• Your objective
Write out every entry, unchanged. Skip any picture.

---- Given data

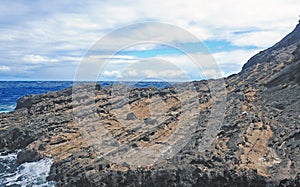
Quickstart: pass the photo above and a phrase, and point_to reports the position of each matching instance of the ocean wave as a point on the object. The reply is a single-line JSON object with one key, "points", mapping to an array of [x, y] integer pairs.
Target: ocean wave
{"points": [[26, 174]]}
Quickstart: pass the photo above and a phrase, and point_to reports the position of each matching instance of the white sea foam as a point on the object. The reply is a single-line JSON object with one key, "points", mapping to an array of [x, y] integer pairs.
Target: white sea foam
{"points": [[27, 174]]}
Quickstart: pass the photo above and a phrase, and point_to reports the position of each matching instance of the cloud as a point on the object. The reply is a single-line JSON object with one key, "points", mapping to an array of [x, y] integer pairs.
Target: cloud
{"points": [[59, 33], [4, 68], [37, 59]]}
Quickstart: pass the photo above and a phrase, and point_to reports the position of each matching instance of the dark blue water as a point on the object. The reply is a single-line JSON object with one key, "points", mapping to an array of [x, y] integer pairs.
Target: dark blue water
{"points": [[11, 91], [35, 173]]}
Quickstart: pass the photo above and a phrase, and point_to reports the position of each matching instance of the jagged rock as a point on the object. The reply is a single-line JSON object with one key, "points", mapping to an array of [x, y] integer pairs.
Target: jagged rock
{"points": [[261, 148]]}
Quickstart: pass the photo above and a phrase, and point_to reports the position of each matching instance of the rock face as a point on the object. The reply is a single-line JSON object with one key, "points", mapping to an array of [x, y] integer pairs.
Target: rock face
{"points": [[257, 144]]}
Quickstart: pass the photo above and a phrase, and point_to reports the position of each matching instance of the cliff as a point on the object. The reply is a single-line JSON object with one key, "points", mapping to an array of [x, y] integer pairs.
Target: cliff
{"points": [[257, 143]]}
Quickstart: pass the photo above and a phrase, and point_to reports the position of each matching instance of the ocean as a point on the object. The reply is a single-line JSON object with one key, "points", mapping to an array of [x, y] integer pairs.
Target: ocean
{"points": [[35, 173]]}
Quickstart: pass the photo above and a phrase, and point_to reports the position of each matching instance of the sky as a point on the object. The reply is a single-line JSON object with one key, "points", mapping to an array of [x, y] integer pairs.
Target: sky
{"points": [[62, 39]]}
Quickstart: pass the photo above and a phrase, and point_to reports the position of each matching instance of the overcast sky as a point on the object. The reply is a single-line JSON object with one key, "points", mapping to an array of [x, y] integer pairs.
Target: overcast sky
{"points": [[47, 40]]}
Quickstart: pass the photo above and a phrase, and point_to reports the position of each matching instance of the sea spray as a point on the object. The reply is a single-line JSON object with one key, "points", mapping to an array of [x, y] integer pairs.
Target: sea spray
{"points": [[26, 174]]}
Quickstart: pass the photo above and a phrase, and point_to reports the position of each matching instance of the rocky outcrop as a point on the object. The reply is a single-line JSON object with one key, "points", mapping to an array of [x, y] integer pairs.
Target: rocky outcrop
{"points": [[99, 136]]}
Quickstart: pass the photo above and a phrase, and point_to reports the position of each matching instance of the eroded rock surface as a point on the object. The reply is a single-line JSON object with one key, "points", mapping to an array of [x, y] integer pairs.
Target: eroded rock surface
{"points": [[257, 144]]}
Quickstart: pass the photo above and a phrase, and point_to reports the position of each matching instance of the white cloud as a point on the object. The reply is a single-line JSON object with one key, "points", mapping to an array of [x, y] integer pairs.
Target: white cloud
{"points": [[4, 68], [37, 59], [112, 73], [39, 30]]}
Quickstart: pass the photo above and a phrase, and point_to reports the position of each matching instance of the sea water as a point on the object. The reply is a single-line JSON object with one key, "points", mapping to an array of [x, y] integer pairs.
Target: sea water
{"points": [[35, 173], [26, 174]]}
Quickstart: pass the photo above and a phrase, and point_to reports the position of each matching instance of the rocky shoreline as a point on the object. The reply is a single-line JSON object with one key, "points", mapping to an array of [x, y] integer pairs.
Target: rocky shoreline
{"points": [[256, 144]]}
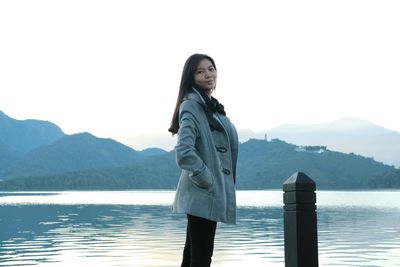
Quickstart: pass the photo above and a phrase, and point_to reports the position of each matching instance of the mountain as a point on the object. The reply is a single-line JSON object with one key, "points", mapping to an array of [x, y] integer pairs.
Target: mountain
{"points": [[72, 152], [20, 136], [349, 135], [262, 165]]}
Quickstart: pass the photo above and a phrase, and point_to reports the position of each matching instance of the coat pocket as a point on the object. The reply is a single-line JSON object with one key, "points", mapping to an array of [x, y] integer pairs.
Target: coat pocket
{"points": [[203, 179]]}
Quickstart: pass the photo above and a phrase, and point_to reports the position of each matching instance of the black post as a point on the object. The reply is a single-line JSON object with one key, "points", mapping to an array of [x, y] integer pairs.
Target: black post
{"points": [[300, 221]]}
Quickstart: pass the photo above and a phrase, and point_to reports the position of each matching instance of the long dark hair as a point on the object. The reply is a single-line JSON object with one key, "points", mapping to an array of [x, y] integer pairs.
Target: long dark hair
{"points": [[187, 81]]}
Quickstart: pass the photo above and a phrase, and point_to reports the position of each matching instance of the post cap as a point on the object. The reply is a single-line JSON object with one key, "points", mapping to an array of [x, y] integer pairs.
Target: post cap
{"points": [[299, 181]]}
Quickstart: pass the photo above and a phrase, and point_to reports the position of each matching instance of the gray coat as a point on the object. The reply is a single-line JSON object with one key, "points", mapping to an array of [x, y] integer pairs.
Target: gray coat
{"points": [[208, 161]]}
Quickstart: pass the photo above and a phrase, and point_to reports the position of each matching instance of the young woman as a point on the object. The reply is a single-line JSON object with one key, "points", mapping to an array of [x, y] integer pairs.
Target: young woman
{"points": [[206, 152]]}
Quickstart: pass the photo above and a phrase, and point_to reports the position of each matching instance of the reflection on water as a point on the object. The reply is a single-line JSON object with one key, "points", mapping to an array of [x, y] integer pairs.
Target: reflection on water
{"points": [[138, 229]]}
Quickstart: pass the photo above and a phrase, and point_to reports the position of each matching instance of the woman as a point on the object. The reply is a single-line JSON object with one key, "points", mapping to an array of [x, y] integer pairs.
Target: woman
{"points": [[206, 152]]}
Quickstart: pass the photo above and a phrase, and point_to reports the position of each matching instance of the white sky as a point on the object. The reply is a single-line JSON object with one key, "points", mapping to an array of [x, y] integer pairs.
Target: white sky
{"points": [[112, 68]]}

--------

• Answer for this exercise
Quickstart: pass the photo above and a phrase, and point_to reports the position of each matching instance of the ocean wave as a point on the object. The reply is a single-line JSON object with one key, "points", mapping to an array of [x, y] integer pairs.
Target: ocean wave
{"points": [[26, 174]]}
Quickstart: pass the photo above and a phrase, and point_to reports the position of each matching instance of the white sea foam as a point on the object. The reply is a single-line JSON object with one key, "points", mapping to an array of [x, y] integer pairs.
Target: white sea foam
{"points": [[27, 174]]}
Quickstart: pass the photo above and a phrase, and point_to reports the position of each matching instance of the cloud as a point on the object. The reply is a single-line JSON object with one key, "points", mapping to an array of [x, y] integer pairs.
Target: cloud
{"points": [[59, 33], [4, 68], [37, 59]]}
Quickstart: pass the photo above and a phrase, and point_to reports the position of each matching instance of the dark blue water as a point on the object. The reply is a single-line JSON object with one key, "points", mapping to an array of [x, y] integer pairs.
Target: dark blue water
{"points": [[11, 91], [35, 173]]}
Quickstart: pass the photo above and a phrase, and point_to reports the position of each matching instance of the jagged rock as a point on the object. The reply is a single-line JSON object with one key, "points", mapping to an array of [x, y] integer pairs.
Target: jagged rock
{"points": [[261, 148]]}
Quickstart: pass the photo above and a phrase, and point_to reports the position of each matching instance of the rock face as a point on the object. The reply is a single-line JSON object with one key, "points", mapping to an array of [x, y] integer pairs.
Target: rock face
{"points": [[257, 144]]}
Quickstart: pass the photo above and a phrase, and point_to reports the position of each matching instance of the cliff as a point on the object. The reply is a single-line JSON object with one key, "points", mapping to an array of [x, y] integer pairs.
Target: cliff
{"points": [[257, 143]]}
Quickstart: pass the photo above and a phrase, and point_to reports the position of each matching instance of the ocean as a point on the object. The reply is a single-line JSON object with one key, "points", mapping to an array of [x, y] integer pairs.
Target: ocean
{"points": [[35, 173]]}
Quickstart: pass the photo above and a phrase, and point_to reports the position of each matching instance of the sky as a point on the object. The reply is a single-line JSON object with one key, "points", mapping to an array of [x, y] integer pairs.
Target: sky
{"points": [[62, 39]]}
Quickstart: pass the photo above and a phrase, and point_to reports the position of each matching instance of the overcast sky as a point on the object. The reply is a single-line JSON object with one key, "points", mapping to an array of [x, y] integer pairs.
Target: overcast sky
{"points": [[47, 40]]}
Quickstart: pass the photo above and a phrase, and point_to reports the position of each matching instance of the sea spray as a point on the object. The reply is a single-line JSON object with one key, "points", mapping to an array of [x, y] integer pairs.
Target: sea spray
{"points": [[26, 174]]}
Quickstart: pass the photo above and a phrase, and point_to reports the position of each matching instance of the rocky outcrop as a point on the object. The reply is a single-line JSON object with one key, "points", mapping to an array of [x, y] integer pairs.
Target: rocky outcrop
{"points": [[99, 136]]}
Quickstart: pass the photo above and a phrase, and point_to reports the position of each matching instance of the eroded rock surface as a point on the object. The reply is a single-line JSON object with one key, "points", mapping to an array of [x, y] integer pairs.
Target: eroded rock surface
{"points": [[257, 144]]}
Quickstart: pass the photo above and a phrase, and point_to reports the position of each matching instance of the white cloud as a point on the object. The reply is a single-line JSON object with one key, "points", mapping to an array of [x, y] integer pairs.
Target: white cloud
{"points": [[4, 68], [37, 59], [112, 73], [39, 30]]}
Quickstart: pass the photo above and a phrase, and point_to reports the position of each matching instance of the sea water as a point on the object. The reply is a single-line JSON object with one key, "points", mapping to an array of [x, y] integer pairs.
Target: sea water
{"points": [[35, 173], [26, 174]]}
Quickstart: pass the photo above and a phrase, and point_to reports the position of each matching instance of the rocky shoreline as a point on the object. The reply is a single-line JSON object with one key, "points", mapping to an array of [x, y] integer pairs.
Target: rocky shoreline
{"points": [[256, 144]]}
Quickstart: pass the photo above and a phrase, and point_to reports the position of each matching instance of the mountain as a point on the object. The reply is a single-line JSON object with one key, "points", mapping to an array of [x, y] integer pairs.
Target: mountain
{"points": [[72, 152], [20, 136], [349, 135], [262, 165]]}
Quickstart: pass the photo above and a phrase, and point_to reports the position of each matching instance of the coat pocket as a point on the object. The reply is a single-line JSON object with one key, "points", mapping to an array of [x, y] integer pairs.
Target: coat pocket
{"points": [[203, 179]]}
Quickstart: pass the photo above and a phrase, and point_to reports the position of each matching instance of the black post as a point on the object. The reply is a single-line JSON object with one key, "points", mapping to an array of [x, y] integer pairs.
Target: black post
{"points": [[300, 221]]}
Quickstart: pass the photo above and a phrase, and point_to reports the position of each matching instance of the long dark hair as a point on the object. The reply is a single-line JSON object with one key, "points", mapping to an array of [x, y] integer pairs.
Target: long dark hair
{"points": [[187, 81]]}
Quickstart: pass the photo above and a phrase, and point_to reports the position of each matching instance of the post cap as a point on the object. The reply is a single-line JSON object with one key, "points", mapping to an array of [x, y] integer pairs.
Target: post cap
{"points": [[299, 181]]}
Quickstart: pass the photo above and a phrase, and point_to reports the position of each matching instance of the gray coat as a point on the object. The reply is a single-line JSON object with one key, "points", mapping to an array of [x, y] integer pairs.
Target: gray coat
{"points": [[208, 161]]}
Quickstart: pass the photo above and a phrase, and point_to reports the position of each matching instance of the young woman as a point on the object. The reply is a single-line JSON object with one key, "points", mapping to an array of [x, y] integer pairs.
Target: young woman
{"points": [[206, 152]]}
Quickstart: pass the photo above and a phrase, and point_to reports the position of each matching instance of the reflection on water as a point on the object. The reply is a single-line JSON object with one key, "points", mapping to an array of [x, y] integer pairs.
Target: reflection on water
{"points": [[138, 229]]}
Quickstart: pass the photo above and a phrase, and point_to reports the position of each matching instance of the woman as a point on the object. The reply is a single-line JSON object with one key, "points", mapping to an array of [x, y] integer pairs.
Target: woman
{"points": [[206, 152]]}
Quickstart: pass the photo above and a phrase, and point_to reports the position of each matching instance of the white sky as a point on the object. The reply is a single-line JSON object with one key, "points", mapping to an array of [x, y] integer pairs.
Target: white sky
{"points": [[112, 68]]}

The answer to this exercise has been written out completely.